INSTRUÇÕES DA TAREFA:
Responda a cada pergunta com base no texto sobre o doping na República Democrática Alemã:
(a) Que distância a atleta não atingia antes do uso do esteroide, e para quanto ela elevou o recorde depois?
(b) Em que ano foi pronunciada, na cerimônia de abertura dos Jogos Olímpicos, a frase sobre competir com dignidade?
(c) O que o Barão de Coubertin nunca aceitou nas competições?

BLOCO DE TEXTO:
---+---
Uma forte evidência da realidade desta interrelação foi a revelação de documentos secretos após a queda do muro de Berlim. Conheceu-se que o governo da República Democrática Alemã promovia o uso de esteróides androgênicos para atletas de elite, inclusive o financiamento de teses, publicações científicas e simpósios, numa colaboração extra-oficial de um número expressivo de médicos e de cientistas. Professores consagrados orientaram pesquisas sobre doping e sobre como evitar a detecção por testes internacionais de controle e prescreveram drogas não aprovadas a milhares de atletas, incluindo menor de idade. Mulheres receberam andrógenos para “melhor representar o país em competições” e um percentual delas apresentou efeitos adversos sobre sexualidade, função hepática e potencial teratogênico. http://www.clinchem.org/content/43/7/1262.long
A figura exposta no blog ilustra a eficácia do programa que acabou desvendado. A atleta já treinava há 14 anos, ganhou extraordinária força muscular rapidamente e venceu competições. Antes do uso do esteróide, ela não atingia 18 metros, após bateu o recorde, elevando-o para 20,1 metros. Em períodos sem o uso, o desempenho tinha forte queda, mas apresentava discreto efeito residual positivo.
Portanto, neste período de “doping oficial”, a frase histórica O importante não é vencer, é competir com dignidade, pronunciada na cerimônia de abertura dos Jogos Olímpicos, em 1908, foi altamente ofendida. Mais triste, pela informação da participação ativa de médicos, que interessados no “científico” e subservientes à Política davam as costas para a Ética. Não agradaria, também, ao educador francês Pierre de Frédy (1863-1937), o Barão de Coubertin, idealizador dos Jogos Olímpicos Modernos, mas por outro motivo: ele nunca aceitou a participação feminina nas competições, razão, inclusive, da sua destituição do Comitê Olímpico pela força de movimentos feministas. Não foi ideia delas, certamente, separar o coração do Barão do corpo antes da cremação na Suíça e colocá-lo num monumento erguido em sua memória, nos arredores das ruínas gregas de Olimpia.
---+---
DADOS DE ORIGEM:
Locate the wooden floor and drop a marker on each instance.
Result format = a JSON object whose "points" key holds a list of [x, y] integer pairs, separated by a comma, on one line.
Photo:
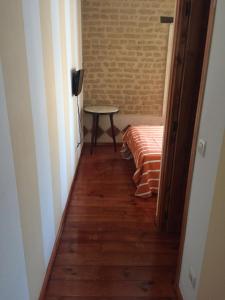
{"points": [[110, 248]]}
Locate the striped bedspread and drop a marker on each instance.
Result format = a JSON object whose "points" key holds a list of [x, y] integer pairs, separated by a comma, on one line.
{"points": [[145, 144]]}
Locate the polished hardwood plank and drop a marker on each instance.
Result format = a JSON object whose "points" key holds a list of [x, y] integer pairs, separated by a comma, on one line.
{"points": [[110, 248]]}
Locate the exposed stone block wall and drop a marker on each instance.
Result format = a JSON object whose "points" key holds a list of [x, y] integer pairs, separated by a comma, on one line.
{"points": [[124, 52]]}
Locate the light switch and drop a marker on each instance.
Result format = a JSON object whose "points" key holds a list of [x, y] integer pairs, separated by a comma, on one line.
{"points": [[202, 147]]}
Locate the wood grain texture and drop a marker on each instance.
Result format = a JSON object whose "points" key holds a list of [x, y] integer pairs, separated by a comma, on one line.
{"points": [[110, 248]]}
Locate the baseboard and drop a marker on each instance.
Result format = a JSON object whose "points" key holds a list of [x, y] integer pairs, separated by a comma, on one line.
{"points": [[58, 237], [179, 295]]}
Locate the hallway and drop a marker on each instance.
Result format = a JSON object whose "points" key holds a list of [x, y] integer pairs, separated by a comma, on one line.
{"points": [[110, 248]]}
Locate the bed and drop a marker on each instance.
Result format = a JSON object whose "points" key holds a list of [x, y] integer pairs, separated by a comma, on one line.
{"points": [[144, 145]]}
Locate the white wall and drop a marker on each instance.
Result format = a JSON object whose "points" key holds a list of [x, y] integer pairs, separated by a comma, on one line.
{"points": [[205, 170], [13, 277], [32, 28], [57, 54], [37, 48]]}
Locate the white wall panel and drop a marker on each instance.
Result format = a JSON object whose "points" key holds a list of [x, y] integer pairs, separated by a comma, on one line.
{"points": [[32, 28], [13, 277]]}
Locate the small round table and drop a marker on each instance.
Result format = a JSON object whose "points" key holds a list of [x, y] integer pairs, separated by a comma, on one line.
{"points": [[96, 111]]}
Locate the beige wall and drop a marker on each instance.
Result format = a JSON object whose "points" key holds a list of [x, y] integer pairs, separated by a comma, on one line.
{"points": [[34, 54], [125, 49], [211, 285]]}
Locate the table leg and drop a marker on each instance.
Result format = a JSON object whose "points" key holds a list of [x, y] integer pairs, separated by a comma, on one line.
{"points": [[93, 132], [96, 128], [113, 133]]}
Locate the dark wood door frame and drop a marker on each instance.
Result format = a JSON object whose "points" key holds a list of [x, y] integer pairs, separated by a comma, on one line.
{"points": [[195, 136], [191, 23]]}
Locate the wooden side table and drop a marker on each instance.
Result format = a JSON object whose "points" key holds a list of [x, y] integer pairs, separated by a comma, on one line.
{"points": [[96, 111]]}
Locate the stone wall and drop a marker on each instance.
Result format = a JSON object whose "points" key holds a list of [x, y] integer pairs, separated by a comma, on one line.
{"points": [[124, 52]]}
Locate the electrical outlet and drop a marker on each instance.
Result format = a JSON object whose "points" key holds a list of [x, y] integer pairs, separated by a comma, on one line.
{"points": [[192, 277]]}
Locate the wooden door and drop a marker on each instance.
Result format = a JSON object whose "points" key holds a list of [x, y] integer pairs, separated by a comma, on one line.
{"points": [[189, 44]]}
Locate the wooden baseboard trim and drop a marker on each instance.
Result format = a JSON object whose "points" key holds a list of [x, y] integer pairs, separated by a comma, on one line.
{"points": [[58, 237], [179, 295]]}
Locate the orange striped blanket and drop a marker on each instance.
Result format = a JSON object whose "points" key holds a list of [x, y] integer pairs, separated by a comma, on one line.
{"points": [[144, 144]]}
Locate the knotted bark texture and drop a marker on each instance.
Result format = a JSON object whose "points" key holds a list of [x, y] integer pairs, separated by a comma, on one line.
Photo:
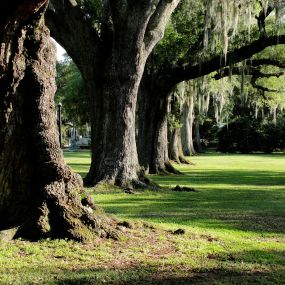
{"points": [[39, 194]]}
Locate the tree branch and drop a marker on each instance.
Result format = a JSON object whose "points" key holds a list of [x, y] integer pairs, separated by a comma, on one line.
{"points": [[190, 71], [73, 29]]}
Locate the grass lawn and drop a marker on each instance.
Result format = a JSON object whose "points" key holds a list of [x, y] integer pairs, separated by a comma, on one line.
{"points": [[234, 224]]}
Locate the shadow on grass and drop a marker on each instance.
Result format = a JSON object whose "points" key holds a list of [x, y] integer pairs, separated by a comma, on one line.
{"points": [[257, 211], [224, 177], [141, 274]]}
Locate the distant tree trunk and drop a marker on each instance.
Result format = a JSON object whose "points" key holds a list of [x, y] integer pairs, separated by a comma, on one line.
{"points": [[130, 30], [175, 147], [187, 127], [197, 136], [38, 192], [152, 136]]}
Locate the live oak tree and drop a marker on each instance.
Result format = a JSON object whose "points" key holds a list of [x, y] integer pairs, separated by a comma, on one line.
{"points": [[186, 60], [39, 194], [111, 49], [98, 39]]}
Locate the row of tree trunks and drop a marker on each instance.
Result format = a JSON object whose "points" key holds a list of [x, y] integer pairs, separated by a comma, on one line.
{"points": [[118, 60], [39, 194]]}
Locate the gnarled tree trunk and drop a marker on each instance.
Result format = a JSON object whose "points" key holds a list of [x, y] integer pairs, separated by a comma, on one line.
{"points": [[129, 32], [39, 194]]}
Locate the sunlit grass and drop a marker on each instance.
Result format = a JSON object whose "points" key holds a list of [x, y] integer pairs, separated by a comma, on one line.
{"points": [[234, 223]]}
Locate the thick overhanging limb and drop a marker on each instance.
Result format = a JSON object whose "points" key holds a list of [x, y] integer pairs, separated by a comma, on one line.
{"points": [[262, 17], [66, 18], [253, 70], [190, 71]]}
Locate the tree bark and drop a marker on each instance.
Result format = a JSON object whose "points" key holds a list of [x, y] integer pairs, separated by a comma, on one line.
{"points": [[152, 139], [187, 127], [39, 194], [175, 147], [129, 33], [197, 136]]}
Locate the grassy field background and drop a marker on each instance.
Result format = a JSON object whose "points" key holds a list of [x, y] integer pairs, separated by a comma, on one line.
{"points": [[234, 230]]}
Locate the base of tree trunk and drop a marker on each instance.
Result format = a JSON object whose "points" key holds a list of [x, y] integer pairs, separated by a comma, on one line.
{"points": [[165, 169]]}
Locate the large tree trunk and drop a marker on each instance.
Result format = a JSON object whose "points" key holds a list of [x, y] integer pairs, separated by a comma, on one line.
{"points": [[129, 32], [187, 127], [39, 194]]}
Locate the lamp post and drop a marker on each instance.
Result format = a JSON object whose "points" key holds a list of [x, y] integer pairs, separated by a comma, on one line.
{"points": [[59, 106]]}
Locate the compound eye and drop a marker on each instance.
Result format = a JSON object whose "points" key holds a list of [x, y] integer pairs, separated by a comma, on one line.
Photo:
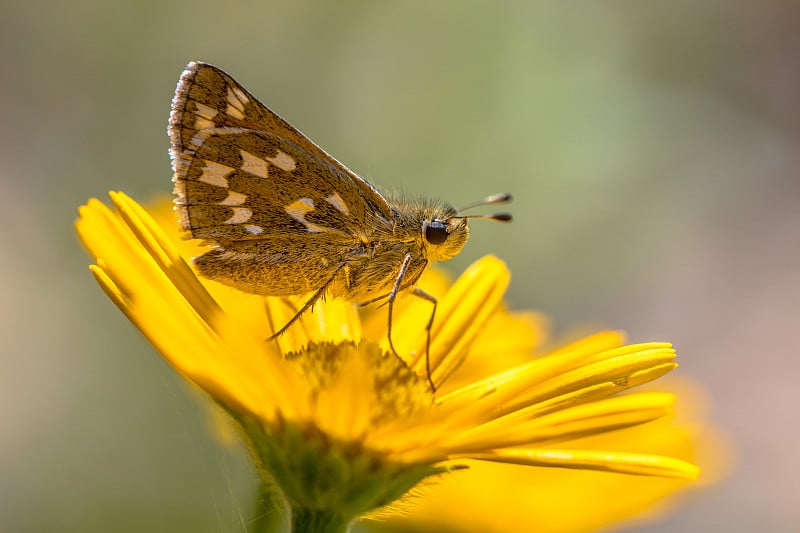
{"points": [[436, 232]]}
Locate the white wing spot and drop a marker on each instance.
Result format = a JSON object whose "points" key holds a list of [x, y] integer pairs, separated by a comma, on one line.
{"points": [[202, 110], [234, 198], [298, 211], [241, 96], [336, 201], [201, 123], [240, 216], [215, 174], [236, 99], [254, 164], [234, 112], [283, 161]]}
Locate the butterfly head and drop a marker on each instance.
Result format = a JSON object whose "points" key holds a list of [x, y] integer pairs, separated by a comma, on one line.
{"points": [[445, 234], [446, 231]]}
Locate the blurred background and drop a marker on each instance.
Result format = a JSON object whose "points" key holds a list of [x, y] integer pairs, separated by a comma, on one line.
{"points": [[652, 148]]}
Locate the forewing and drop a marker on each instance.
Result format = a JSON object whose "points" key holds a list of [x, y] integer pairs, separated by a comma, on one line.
{"points": [[242, 172]]}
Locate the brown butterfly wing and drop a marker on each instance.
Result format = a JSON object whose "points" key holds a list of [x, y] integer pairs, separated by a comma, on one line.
{"points": [[242, 173]]}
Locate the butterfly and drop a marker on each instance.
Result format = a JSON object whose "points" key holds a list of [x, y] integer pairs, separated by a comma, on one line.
{"points": [[283, 217]]}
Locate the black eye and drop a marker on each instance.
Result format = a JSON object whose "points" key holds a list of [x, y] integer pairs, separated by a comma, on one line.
{"points": [[436, 232]]}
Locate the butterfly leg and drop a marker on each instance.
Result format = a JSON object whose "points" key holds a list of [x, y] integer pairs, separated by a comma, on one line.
{"points": [[425, 296], [309, 303], [398, 285]]}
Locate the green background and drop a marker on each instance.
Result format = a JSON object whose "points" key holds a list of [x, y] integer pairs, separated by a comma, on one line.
{"points": [[652, 149]]}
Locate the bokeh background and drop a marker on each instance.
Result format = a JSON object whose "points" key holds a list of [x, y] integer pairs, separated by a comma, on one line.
{"points": [[653, 150]]}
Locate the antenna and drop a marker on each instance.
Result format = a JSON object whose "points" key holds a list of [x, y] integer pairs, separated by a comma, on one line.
{"points": [[500, 198]]}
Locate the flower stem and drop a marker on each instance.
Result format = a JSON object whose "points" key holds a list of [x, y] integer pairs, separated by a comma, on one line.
{"points": [[270, 515], [318, 521]]}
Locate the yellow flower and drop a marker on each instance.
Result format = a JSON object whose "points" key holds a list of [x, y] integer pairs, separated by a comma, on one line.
{"points": [[342, 426]]}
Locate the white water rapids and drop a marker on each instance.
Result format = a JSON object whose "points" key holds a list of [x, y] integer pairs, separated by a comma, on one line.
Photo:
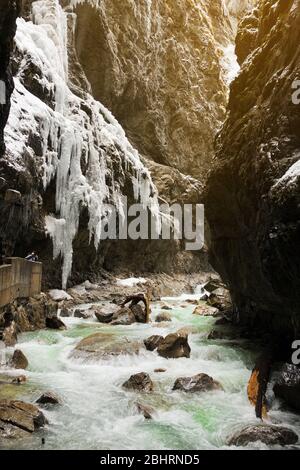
{"points": [[97, 413]]}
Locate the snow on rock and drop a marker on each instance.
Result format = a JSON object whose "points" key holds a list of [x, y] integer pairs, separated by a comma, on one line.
{"points": [[291, 176], [81, 142], [230, 63], [58, 295], [131, 281]]}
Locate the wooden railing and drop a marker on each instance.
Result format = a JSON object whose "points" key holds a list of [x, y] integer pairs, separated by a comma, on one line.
{"points": [[18, 279]]}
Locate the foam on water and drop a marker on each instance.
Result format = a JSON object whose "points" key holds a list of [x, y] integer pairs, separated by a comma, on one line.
{"points": [[97, 413]]}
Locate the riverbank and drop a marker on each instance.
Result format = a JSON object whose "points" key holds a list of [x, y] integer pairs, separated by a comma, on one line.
{"points": [[97, 412]]}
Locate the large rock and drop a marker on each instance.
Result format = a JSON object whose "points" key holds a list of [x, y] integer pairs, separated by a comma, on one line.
---+---
SUA RESPOSTA:
(a) Ela não atingia 18 metros e elevou o recorde para 20,1 metros.
(b) Em 1908.
(c) A participação feminina.